* _Selected passage_:
I recently designed a combinatorial game (sequential game of perfect information) with an infinite branching factor, that is it has a game-tree of infinite width.

I'm wondering how is it possible to solve this game? How can I find the best move each turn? Which tools game theory in particular and mathematics in general have to study this type of games?

INFINITO

Infinito is a two-player game, played on a (for the moment) 8x8 square board . One player owns the black stones, the other player owns the white stones. Grey neutral stones are needed.

Each player has an infinite number of stones with an unique natural number printed on them: 0, 1, 2, 3, and so on...

* _Given information_:
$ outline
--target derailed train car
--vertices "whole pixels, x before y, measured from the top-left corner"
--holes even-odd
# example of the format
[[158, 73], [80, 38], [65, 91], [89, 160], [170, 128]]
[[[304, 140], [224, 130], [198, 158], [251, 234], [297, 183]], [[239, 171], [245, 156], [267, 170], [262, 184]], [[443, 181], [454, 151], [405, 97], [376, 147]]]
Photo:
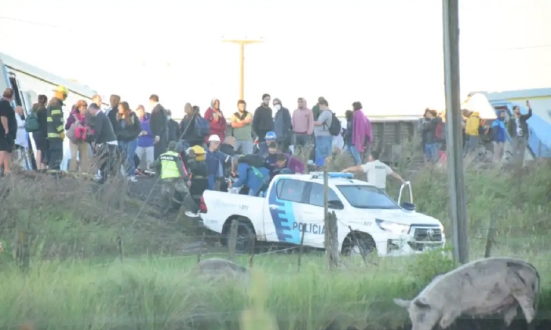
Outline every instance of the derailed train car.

--

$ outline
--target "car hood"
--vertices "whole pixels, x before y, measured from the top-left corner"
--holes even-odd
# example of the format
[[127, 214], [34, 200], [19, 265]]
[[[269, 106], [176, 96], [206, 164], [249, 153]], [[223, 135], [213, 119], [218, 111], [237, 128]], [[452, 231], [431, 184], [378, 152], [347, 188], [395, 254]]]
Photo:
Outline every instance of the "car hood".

* _Task description_:
Quote the passage on the game Infinito between "I'm wondering how" and "stones are needed.", inclusive.

* _Problem solution_:
I'm wondering how is it possible to solve this game? How can I find the best move each turn? Which tools game theory in particular and mathematics in general have to study this type of games?

INFINITO

Infinito is a two-player game, played on a (for the moment) 8x8 square board . One player owns the black stones, the other player owns the white stones. Grey neutral stones are needed.